# EXERCISE INSTRUCTIONS:
Can you copy the stretch of entries from the line containing "[point] green leaf" through the end of the entries, line for line and unchanged, but without the pictures?

# DATASET RECORDS:

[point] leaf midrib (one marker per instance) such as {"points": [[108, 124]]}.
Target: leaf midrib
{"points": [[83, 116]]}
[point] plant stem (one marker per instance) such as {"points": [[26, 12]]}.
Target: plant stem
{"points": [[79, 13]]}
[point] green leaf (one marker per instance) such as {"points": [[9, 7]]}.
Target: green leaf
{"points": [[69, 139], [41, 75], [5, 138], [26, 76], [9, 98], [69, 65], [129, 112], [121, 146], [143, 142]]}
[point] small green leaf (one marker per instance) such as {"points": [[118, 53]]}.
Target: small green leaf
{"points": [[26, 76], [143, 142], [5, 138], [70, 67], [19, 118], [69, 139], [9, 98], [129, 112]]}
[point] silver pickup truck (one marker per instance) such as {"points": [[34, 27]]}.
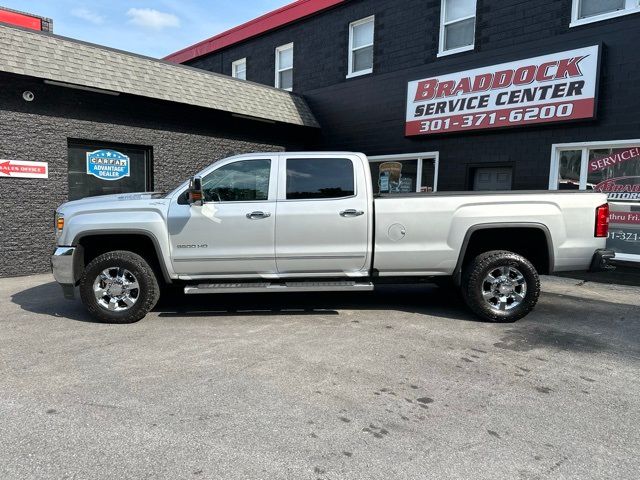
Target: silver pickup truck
{"points": [[310, 222]]}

# COMPLETE OUTPUT:
[point] green leaf (one marker per instance) such as {"points": [[9, 7]]}.
Target: green leaf
{"points": [[69, 139], [41, 75], [5, 138], [26, 76], [9, 98], [69, 65], [129, 112], [121, 146], [143, 142]]}
[point] small green leaf (one marker per instance) such as {"points": [[118, 53]]}.
Target: small green leaf
{"points": [[26, 76], [143, 142], [5, 138], [70, 67], [19, 118], [69, 139], [9, 98], [129, 112]]}
[point] silver pickup truck (one marker per instance) such as {"points": [[34, 27]]}.
Target: silver pickup truck
{"points": [[310, 222]]}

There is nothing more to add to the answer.